> KETENTUAN LATIHAN:
**A.** Menurut cerita mudik ini, mengapa mudik tahun ini sangat berkesan bagi penulisnya? Jawab dalam satu sampai tiga kalimat.
**B.** Salin bagian cerita mudik ini dari "Cerita mudik tahun" sampai "badan jalan surut." tanpa mengubah satu kata pun.
**C.** Dalam cerita mudik ini, berapa lama waktu tempuh dari Banda Aceh ke Aceh Barat Daya?

> KUTIPAN TEKS:
# # # #
Cerita mudik tahun ini sangat berkesan untuk saya. Kenapa berkesan? Karena mudik kali ini adalah mudik pertama saya, suami, dan Naqiya, putri kami. Lalu, mudik lebaran ini juga merupakan mudik terjauh kami sekeluarga. Yup, awal tahun lalu saya ditugaskan ke Aceh Barat Daya yang waktu tempuh ke kabupaten ini adalah 7 jam dari Banda Aceh. Dan, pada mudik tahun ini, kesabaran kami selama menunaikan ibadah puasa diuji oleh sang Pencipta, banjir setinggi pinggang orang dewasa di Teunom, Aceh Jaya membuat mudik yang sudah setengah perjalanan terpaksa ditunda sampai air di badan jalan surut.
Pagi Rabu itu, sekitar pukul sembilan, setelah upacara peringatan ulang tahun kantor tempat saya bertugas usai dilaksanakan, saya, dua orang rekan kerja, Pak Adi dan Pak Rustam, langsung bergegas menuju Losmen Aifa Aceh Barat. Kebetulan kami telah dari Abdya sehari sebelumnya. Saya menumpang mobil teman yang pulang ke Lhokseumawe. Rencananya, sesampai di rumah Bang Tunis di Seulimum, kami istirahat semalam di sana dan baru keesokan hari pulang ke Tangse. Kalau pukul sembilan berangkat dari Meulaboh, InsyaAllah, pukul satu siang kami telah tiba di rumah.
# # # #
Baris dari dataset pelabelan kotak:
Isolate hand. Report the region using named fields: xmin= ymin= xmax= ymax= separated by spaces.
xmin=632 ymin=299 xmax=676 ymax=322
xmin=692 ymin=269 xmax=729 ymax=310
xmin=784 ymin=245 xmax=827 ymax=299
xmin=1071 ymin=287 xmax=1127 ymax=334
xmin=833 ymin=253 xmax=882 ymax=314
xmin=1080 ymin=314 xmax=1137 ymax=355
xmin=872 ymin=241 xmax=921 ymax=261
# # # #
> JAWABAN TIAP TUGAS:
**A.** Mudik tahun ini berkesan karena merupakan mudik pertama bagi penulis, suaminya, dan putri mereka, Naqiya. Selain itu, mudik lebaran ini juga menjadi mudik terjauh bagi keluarga mereka.

**B.**
Cerita mudik tahun ini sangat berkesan untuk saya. Kenapa berkesan? Karena mudik kali ini adalah mudik pertama saya, suami, dan Naqiya, putri kami. Lalu, mudik lebaran ini juga merupakan mudik terjauh kami sekeluarga. Yup, awal tahun lalu saya ditugaskan ke Aceh Barat Daya yang waktu tempuh ke kabupaten ini adalah 7 jam dari Banda Aceh. Dan, pada mudik tahun ini, kesabaran kami selama menunaikan ibadah puasa diuji oleh sang Pencipta, banjir setinggi pinggang orang dewasa di Teunom, Aceh Jaya membuat mudik yang sudah setengah perjalanan terpaksa ditunda sampai air di badan jalan surut.

**C.** 7 jam.